> _WHAT TO PRODUCE_
Type out the material below exactly.

> _MATERIALS PROVIDED_
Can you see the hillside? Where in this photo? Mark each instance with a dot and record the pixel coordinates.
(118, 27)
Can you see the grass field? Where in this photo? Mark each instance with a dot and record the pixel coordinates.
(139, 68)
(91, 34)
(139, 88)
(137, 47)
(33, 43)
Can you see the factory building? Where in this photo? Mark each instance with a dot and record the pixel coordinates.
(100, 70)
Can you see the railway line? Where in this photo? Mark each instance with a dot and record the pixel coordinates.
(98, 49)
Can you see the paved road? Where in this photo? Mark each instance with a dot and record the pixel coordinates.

> _WRITTEN RESPONSE_
Can you see the hillside? Where in this photo? Mark each instance with a dot and record the pixel coordinates.
(118, 27)
Can you see the grass field? Where in this photo? Mark each instance with a dot and record the pixel coordinates.
(139, 68)
(91, 34)
(139, 88)
(137, 47)
(33, 43)
Can you see the factory building? Where in this photo? Mark each instance with a dot and record the pixel coordinates.
(100, 70)
Can you see the railway line? Where in this photo? Mark each instance with a dot and record the pixel coordinates.
(98, 49)
Can you see the paved road? Where in this photo? Mark each instance with a dot and record the pixel coordinates.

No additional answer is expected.